== TEXT UNDER STUDY

So many people have been waiting with bated breath for you.  Our children are the luckiest little people alive to have such a network of  family and friends who care honestly and deeply for them - you will never be without plenty of supporters.  Also, that means someone will always be watching you. So, just so you know - for high school.

I cannot wait to dress you up like a dolly and tote you around and gaggingly show you off to anyone who will look.  Your brother is already the most-photographed child in Lawrence, but just you wait.  He never had a pink tutu.

6 hours and counting until we meet.  Of course, I feel like I already know everything about you. We've been traveling together for a long time and it will be strange not to tote you with me every step of my day.

See you on the other side, Lily.

I love you more than you will ever know.


Saturday, January 5, 2013

Johnny Letter #19

Dear Johnny,

I've been trying to prepare you for the arrival of your baby sister, but so far my efforts seem to be a failure.  I've yet to have you cry or gnash your teeth.  You haven't yet told me you don't want the baby to come to our house and you haven't tried to destroy her room or any of the baby things that litter the rooms of our house.  Johnny, this is not normal.  You are not supposed to be HAPPY about getting a new baby.  You are supposed to be CONFUSED and ANGRY and VENGEFUL. At least, this is what I read and what the experts tell me. You should feel like a jealous wife whose husband has announced he's bringing home a concubine.

====
== INFORMATION SUPPLIED

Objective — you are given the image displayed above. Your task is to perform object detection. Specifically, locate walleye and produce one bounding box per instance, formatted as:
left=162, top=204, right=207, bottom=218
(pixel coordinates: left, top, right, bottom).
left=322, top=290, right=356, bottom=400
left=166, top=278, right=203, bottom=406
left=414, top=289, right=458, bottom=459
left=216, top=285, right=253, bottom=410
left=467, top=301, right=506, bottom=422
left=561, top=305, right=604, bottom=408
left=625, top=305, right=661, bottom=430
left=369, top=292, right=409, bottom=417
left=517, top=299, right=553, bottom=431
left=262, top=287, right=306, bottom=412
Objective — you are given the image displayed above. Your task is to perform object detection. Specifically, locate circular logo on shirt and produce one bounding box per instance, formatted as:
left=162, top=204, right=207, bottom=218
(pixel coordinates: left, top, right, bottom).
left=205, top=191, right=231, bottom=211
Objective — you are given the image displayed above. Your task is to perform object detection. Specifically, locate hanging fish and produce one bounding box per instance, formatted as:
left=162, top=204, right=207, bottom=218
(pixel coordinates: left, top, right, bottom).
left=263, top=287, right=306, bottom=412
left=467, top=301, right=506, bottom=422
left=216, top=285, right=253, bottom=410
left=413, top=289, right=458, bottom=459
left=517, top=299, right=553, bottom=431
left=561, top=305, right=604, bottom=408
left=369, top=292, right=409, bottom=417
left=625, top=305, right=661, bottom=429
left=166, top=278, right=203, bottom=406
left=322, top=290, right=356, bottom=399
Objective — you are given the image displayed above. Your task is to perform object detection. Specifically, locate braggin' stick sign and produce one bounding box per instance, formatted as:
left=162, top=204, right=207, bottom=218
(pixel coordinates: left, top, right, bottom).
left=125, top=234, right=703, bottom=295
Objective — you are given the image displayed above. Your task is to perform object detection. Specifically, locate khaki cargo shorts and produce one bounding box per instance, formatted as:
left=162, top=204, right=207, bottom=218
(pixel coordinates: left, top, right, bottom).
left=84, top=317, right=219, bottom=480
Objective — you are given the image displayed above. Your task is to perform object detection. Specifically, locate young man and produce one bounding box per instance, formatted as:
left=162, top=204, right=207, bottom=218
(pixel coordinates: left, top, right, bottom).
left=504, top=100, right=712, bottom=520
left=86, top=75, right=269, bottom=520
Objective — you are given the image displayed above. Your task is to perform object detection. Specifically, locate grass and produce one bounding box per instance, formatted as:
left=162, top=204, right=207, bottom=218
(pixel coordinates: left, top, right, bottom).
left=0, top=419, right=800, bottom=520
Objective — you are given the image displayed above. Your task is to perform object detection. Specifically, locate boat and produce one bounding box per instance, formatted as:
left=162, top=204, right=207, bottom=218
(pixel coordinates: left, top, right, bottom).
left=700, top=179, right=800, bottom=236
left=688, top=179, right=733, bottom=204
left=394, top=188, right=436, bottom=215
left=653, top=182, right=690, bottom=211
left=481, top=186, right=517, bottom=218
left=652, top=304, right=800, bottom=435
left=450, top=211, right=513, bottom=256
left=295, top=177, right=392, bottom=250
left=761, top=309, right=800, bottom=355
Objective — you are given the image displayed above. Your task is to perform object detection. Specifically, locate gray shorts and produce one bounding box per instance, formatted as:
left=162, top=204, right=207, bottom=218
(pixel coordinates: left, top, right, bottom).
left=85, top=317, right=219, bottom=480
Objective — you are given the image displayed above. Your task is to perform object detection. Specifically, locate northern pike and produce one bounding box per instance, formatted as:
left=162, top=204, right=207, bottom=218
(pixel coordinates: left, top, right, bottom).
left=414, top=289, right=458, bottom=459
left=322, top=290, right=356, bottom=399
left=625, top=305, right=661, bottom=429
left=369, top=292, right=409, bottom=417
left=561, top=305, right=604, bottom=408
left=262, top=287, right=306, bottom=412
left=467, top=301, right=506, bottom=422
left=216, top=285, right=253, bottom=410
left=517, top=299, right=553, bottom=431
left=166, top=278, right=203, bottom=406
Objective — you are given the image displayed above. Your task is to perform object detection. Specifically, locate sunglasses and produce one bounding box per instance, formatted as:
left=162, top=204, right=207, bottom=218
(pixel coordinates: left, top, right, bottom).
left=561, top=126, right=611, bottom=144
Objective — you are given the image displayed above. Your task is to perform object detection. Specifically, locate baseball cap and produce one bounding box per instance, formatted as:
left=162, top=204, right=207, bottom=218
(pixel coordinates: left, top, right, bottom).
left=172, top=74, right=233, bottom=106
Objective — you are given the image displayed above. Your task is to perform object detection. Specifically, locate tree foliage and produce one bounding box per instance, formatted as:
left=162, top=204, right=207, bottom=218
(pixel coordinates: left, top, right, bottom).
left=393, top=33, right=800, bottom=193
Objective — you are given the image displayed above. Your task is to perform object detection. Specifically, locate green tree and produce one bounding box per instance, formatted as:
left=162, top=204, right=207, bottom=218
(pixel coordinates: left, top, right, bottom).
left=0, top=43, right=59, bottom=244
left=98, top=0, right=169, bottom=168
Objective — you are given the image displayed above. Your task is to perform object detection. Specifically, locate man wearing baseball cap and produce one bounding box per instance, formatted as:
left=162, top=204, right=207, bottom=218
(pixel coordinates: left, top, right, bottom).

====

# TASK TO COMPLETE
Copy the passage of the text on the new baby that begins at the words "Saturday, January 5, 2013" and ends after "home a concubine.", renaming "experts" to "specialists" throughout. These rows were taken from a separate source unrelated to the text.

# SOLUTION TO THE EXERCISE
Saturday, January 5, 2013

Johnny Letter #19

Dear Johnny,

I've been trying to prepare you for the arrival of your baby sister, but so far my efforts seem to be a failure.  I've yet to have you cry or gnash your teeth.  You haven't yet told me you don't want the baby to come to our house and you haven't tried to destroy her room or any of the baby things that litter the rooms of our house.  Johnny, this is not normal.  You are not supposed to be HAPPY about getting a new baby.  You are supposed to be CONFUSED and ANGRY and VENGEFUL. At least, this is what I read and what the specialists tell me. You should feel like a jealous wife whose husband has announced he's bringing home a concubine.